Provided records:

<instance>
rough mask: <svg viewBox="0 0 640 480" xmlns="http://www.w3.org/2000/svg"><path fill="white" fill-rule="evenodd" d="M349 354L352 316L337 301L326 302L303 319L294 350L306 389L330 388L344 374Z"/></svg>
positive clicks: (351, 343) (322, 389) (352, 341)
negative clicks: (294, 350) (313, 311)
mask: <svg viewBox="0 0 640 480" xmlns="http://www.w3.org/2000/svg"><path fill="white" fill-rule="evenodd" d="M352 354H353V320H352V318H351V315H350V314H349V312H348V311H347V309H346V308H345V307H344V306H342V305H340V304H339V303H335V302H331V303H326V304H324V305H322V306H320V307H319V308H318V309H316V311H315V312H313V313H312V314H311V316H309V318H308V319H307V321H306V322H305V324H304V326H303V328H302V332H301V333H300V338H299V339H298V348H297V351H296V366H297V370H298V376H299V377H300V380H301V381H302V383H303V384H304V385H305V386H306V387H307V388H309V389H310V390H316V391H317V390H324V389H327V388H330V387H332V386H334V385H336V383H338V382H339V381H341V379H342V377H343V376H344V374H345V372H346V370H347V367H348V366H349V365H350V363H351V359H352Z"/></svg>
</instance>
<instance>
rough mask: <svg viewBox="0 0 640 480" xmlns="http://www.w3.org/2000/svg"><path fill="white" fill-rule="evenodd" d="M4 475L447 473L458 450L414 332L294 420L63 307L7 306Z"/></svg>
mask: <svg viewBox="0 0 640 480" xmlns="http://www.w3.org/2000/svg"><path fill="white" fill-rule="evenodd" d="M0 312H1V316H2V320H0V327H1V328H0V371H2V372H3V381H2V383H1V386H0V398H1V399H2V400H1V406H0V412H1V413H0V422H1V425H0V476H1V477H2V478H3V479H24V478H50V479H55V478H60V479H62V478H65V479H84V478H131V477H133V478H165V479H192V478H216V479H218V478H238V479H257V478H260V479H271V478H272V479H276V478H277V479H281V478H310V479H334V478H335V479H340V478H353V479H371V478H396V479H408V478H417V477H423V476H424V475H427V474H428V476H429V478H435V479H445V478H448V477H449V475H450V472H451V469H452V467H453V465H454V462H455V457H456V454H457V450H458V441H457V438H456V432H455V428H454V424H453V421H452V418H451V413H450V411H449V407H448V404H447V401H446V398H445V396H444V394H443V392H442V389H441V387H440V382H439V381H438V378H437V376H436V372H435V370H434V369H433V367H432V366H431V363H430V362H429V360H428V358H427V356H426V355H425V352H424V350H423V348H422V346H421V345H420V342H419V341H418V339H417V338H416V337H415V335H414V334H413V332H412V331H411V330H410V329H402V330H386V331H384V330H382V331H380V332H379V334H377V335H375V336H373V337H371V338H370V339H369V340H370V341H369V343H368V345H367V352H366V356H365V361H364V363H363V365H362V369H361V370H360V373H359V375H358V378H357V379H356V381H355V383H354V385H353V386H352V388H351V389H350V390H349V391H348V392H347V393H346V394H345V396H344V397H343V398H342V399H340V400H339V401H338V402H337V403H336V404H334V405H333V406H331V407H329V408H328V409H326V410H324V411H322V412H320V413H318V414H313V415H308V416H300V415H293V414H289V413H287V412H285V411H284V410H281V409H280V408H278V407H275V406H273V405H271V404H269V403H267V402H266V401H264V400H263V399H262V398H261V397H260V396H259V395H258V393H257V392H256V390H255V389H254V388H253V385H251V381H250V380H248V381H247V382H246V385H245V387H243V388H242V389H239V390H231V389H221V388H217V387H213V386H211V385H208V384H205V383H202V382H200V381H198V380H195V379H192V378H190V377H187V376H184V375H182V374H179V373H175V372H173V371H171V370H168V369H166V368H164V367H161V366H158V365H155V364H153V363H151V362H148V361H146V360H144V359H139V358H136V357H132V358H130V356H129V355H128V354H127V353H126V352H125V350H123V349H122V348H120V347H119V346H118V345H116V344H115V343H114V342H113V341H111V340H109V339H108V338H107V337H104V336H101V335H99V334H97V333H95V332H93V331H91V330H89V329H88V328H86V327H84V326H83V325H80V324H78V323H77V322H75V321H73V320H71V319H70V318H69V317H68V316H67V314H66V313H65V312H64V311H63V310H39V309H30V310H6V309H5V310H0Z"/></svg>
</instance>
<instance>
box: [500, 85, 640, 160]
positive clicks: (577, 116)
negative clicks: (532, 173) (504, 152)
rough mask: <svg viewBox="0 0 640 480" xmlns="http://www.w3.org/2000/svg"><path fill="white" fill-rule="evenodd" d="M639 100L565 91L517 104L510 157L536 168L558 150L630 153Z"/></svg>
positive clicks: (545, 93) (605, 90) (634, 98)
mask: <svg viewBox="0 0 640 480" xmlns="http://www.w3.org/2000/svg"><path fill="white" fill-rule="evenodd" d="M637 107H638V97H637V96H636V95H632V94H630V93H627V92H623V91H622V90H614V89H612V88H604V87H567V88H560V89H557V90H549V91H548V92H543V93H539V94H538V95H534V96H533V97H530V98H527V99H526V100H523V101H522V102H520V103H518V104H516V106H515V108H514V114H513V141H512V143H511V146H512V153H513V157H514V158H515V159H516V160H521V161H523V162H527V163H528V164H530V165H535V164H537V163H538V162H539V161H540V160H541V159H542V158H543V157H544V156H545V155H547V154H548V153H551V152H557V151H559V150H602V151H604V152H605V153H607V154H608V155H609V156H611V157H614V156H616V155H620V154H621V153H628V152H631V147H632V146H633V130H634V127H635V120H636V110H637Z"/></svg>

What the task requires: Could you reproduce the data above exactly as given?

Response:
<instance>
rough mask: <svg viewBox="0 0 640 480" xmlns="http://www.w3.org/2000/svg"><path fill="white" fill-rule="evenodd" d="M349 354L352 316L337 301L326 302L303 319L294 350L306 389L330 388L344 374Z"/></svg>
positive clicks: (351, 343) (322, 389) (352, 341)
negative clicks: (294, 350) (313, 311)
mask: <svg viewBox="0 0 640 480" xmlns="http://www.w3.org/2000/svg"><path fill="white" fill-rule="evenodd" d="M352 354H353V320H352V318H351V315H350V314H349V312H348V311H347V309H346V308H345V307H344V306H342V305H340V304H339V303H335V302H331V303H326V304H324V305H322V306H320V307H319V308H318V309H316V311H315V312H313V313H312V314H311V316H309V318H308V319H307V321H306V322H305V324H304V326H303V328H302V332H301V333H300V338H299V339H298V348H297V351H296V366H297V370H298V376H299V377H300V380H301V381H302V383H303V384H304V385H305V386H306V387H307V388H309V389H310V390H316V391H317V390H324V389H327V388H330V387H332V386H334V385H336V383H338V382H339V381H341V379H342V377H343V376H344V374H345V372H346V370H347V367H348V366H349V365H350V363H351V359H352Z"/></svg>
</instance>
<instance>
rough mask: <svg viewBox="0 0 640 480" xmlns="http://www.w3.org/2000/svg"><path fill="white" fill-rule="evenodd" d="M4 475L447 473L458 450L414 332L294 420L63 307L7 306Z"/></svg>
mask: <svg viewBox="0 0 640 480" xmlns="http://www.w3.org/2000/svg"><path fill="white" fill-rule="evenodd" d="M0 312H1V316H2V320H0V327H1V328H0V371H2V372H3V381H2V383H1V386H0V398H1V399H2V400H1V406H0V412H1V413H0V422H1V425H0V476H1V477H2V478H3V479H24V478H50V479H55V478H60V479H62V478H65V479H84V478H131V477H133V478H165V479H192V478H216V479H218V478H238V479H257V478H260V479H271V478H272V479H276V478H277V479H281V478H310V479H334V478H335V479H340V478H353V479H371V478H396V479H408V478H417V477H423V476H424V475H427V474H428V476H429V478H435V479H445V478H448V477H449V475H450V472H451V469H452V467H453V465H454V462H455V457H456V454H457V450H458V441H457V438H456V432H455V428H454V424H453V421H452V418H451V413H450V411H449V407H448V404H447V401H446V398H445V396H444V394H443V392H442V389H441V387H440V382H439V381H438V378H437V376H436V372H435V370H434V369H433V367H432V366H431V363H430V362H429V360H428V358H427V356H426V355H425V352H424V350H423V348H422V346H421V345H420V342H419V341H418V339H417V338H416V337H415V335H414V334H413V332H412V331H411V330H410V329H402V330H386V331H384V330H382V331H380V332H379V334H377V335H375V336H373V337H371V338H370V339H369V340H370V341H369V343H368V345H367V352H366V356H365V361H364V363H363V365H362V369H361V370H360V373H359V375H358V378H357V379H356V381H355V383H354V385H353V386H352V388H351V389H350V390H349V391H348V392H347V393H346V394H345V396H344V397H343V398H342V399H340V400H339V401H338V402H337V403H336V404H334V405H333V406H331V407H329V408H328V409H326V410H324V411H322V412H320V413H318V414H313V415H308V416H300V415H293V414H289V413H287V412H285V411H284V410H281V409H280V408H278V407H275V406H273V405H271V404H269V403H267V402H266V401H264V400H263V399H262V398H261V397H260V396H259V395H258V393H257V392H256V390H255V389H254V388H253V385H251V381H250V380H248V381H247V382H246V385H245V387H243V388H242V389H239V390H231V389H221V388H217V387H213V386H211V385H208V384H205V383H202V382H200V381H198V380H195V379H192V378H190V377H187V376H184V375H182V374H179V373H175V372H173V371H171V370H168V369H166V368H164V367H161V366H158V365H155V364H153V363H151V362H148V361H146V360H144V359H139V358H136V357H132V358H130V356H129V355H128V354H127V353H126V352H125V350H123V349H122V348H120V347H119V346H118V345H116V344H115V343H114V342H113V341H111V340H109V339H108V338H107V337H104V336H101V335H99V334H97V333H95V332H93V331H91V330H89V329H88V328H86V327H84V326H83V325H80V324H78V323H77V322H75V321H73V320H71V319H70V318H69V317H68V316H67V314H66V313H65V312H64V311H63V310H39V309H30V310H6V309H5V310H0Z"/></svg>
</instance>
<instance>
box: [500, 85, 640, 160]
positive clicks: (577, 116)
negative clicks: (532, 173) (504, 152)
rough mask: <svg viewBox="0 0 640 480" xmlns="http://www.w3.org/2000/svg"><path fill="white" fill-rule="evenodd" d="M639 100L565 91L517 104L510 157L536 168L558 150L630 153Z"/></svg>
positive clicks: (545, 93) (605, 90) (634, 98)
mask: <svg viewBox="0 0 640 480" xmlns="http://www.w3.org/2000/svg"><path fill="white" fill-rule="evenodd" d="M637 107H638V97H637V96H636V95H632V94H630V93H627V92H623V91H622V90H614V89H612V88H604V87H567V88H560V89H557V90H549V91H548V92H543V93H539V94H538V95H534V96H533V97H530V98H527V99H526V100H523V101H522V102H520V103H518V104H516V106H515V108H514V114H513V141H512V143H511V146H512V153H513V157H514V158H515V159H516V160H521V161H523V162H527V163H528V164H530V165H535V164H537V163H538V162H539V161H540V160H541V159H542V158H543V157H544V156H545V155H547V154H548V153H551V152H557V151H559V150H602V151H604V152H605V153H607V154H608V155H609V156H611V157H614V156H616V155H620V154H621V153H628V152H631V147H632V146H633V130H634V127H635V120H636V110H637Z"/></svg>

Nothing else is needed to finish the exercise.